-- PASSAGE SHOWN --

╭──

On 4 March 2015, the Social Policy Research Centre (SPRC) at Middlesex University turns 25. Since it was founded in 1990, the SPRC has conducted groundbreaking research on topics such as drugs and migration for the benefit of vulnerable communities in the UK and abroad. In this three-part series, we meet the Middlesex University alumni who have not only been inspired throughout their careers by the work of the SPRC but have themselves played a key role in the Centre's journey.
Dr Xia Lin
In the first feature in this series we look at Dr Xia Lin, learn about her work at Toynbee Hall and hear about how her time with the SPRC has shaped her career.
Toynbee Hall is a community organisation that has pioneered ways to tackle poverty and disadvantage for 130 years.
Having recently reinstated a strategy to develop social policy research Toynbee Hall brought Dr Xia Lin on board to develop this strategy.

╰──

-- WRITTEN TASKS --
1: Quote the stretch from "On 4 March 2015, the" through "the Centre's journey." in the passage about the Social Policy Research Centre.
2: According to the passage about the Social Policy Research Centre, in what year was the Centre founded?
3: Continue the passage about the Social Policy Research Centre from its last sentence.

-- DATASET CONTENT --
╭──

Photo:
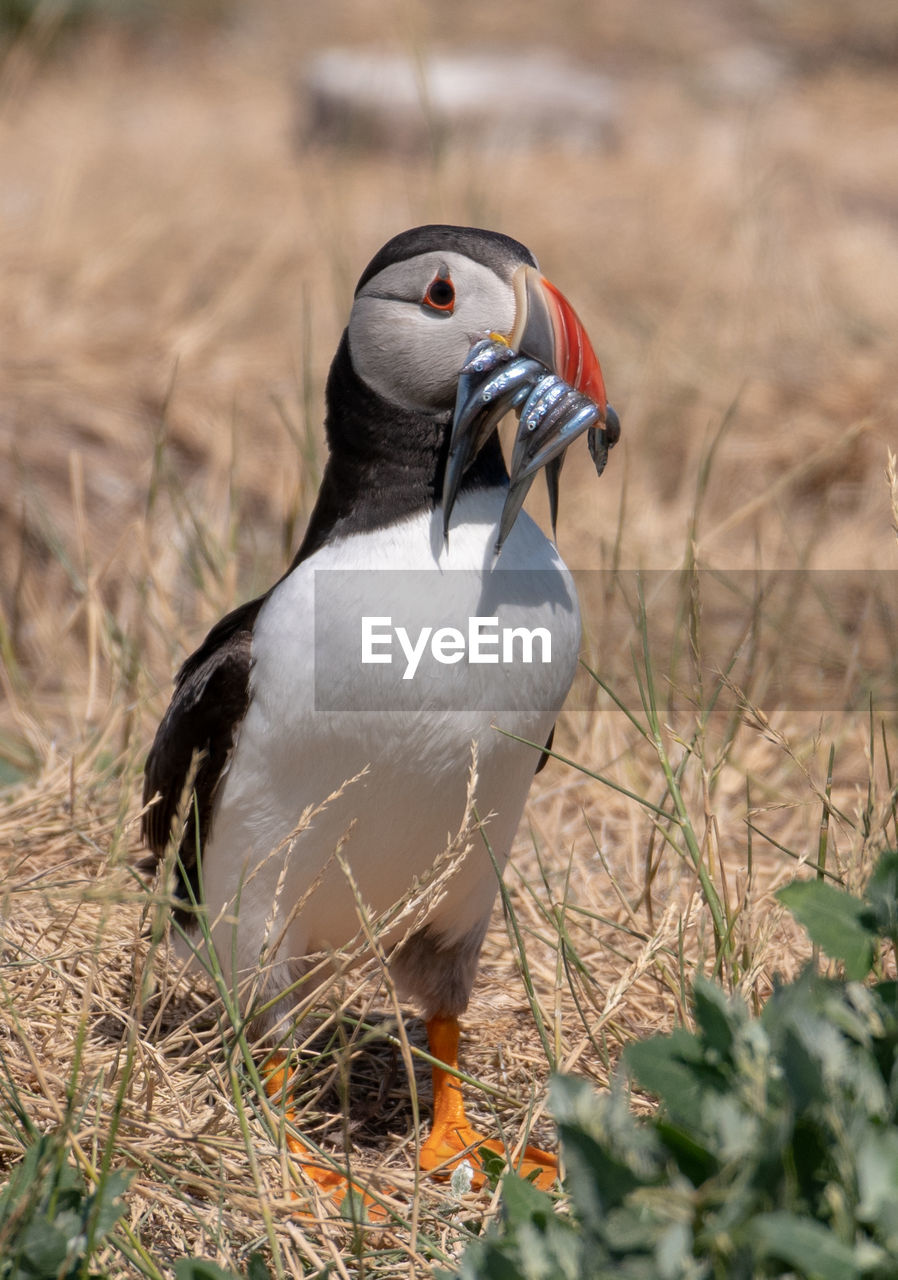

╰──

-- ANSWERS BY TASK --
1:
On 4 March 2015, the Social Policy Research Centre (SPRC) at Middlesex University turns 25. Since it was founded in 1990, the SPRC has conducted groundbreaking research on topics such as drugs and migration for the benefit of vulnerable communities in the UK and abroad. In this three-part series, we meet the Middlesex University alumni who have not only been inspired throughout their careers by the work of the SPRC but have themselves played a key role in the Centre's journey.

2: 1990

3:
"I can say I am a product of the SPRC. The SPRC made me a researcher and has given me my career" - Dr Xia Lin
As Data Evaluation and Research Coordinator, Xia's job involves evaluating all projects across the charity, including various advice services and support services for older people, young people and ethnic minorities.
Xia also manages research at Toynbee Hall. Her recent projects have included addressing the impact of legal aid funding cuts on people's access to justice and a study on people's use of credit products.
Toynbee Hall are also working in partnership with the SPRC running an internship programme, and the partnership are currently planning a research project to investigate the changing socio-economic conditions of East London.
"I am inspired by the privileged social policy work that Toynbee Hall have carried out since William Beveridge and Charles James Booth in the 19th century." Xia told Middlesex, "I enjoy doing research there which gives a voice to socially disadvantaged people."
Research with the SPRC
After completing her Masters in Social Policy and Social Research at Middlesex, Xia went to work with the SPRC where she worked on funded research projects and did her PhD in Chinese identification.
Her PhD highlights the hybrid and fluid nature of Chinese identification, or the 'dance' of Chineseness as Xia defines in her study. It also explores the idea of home for the Chinese, including first and second generations as well as new migrants.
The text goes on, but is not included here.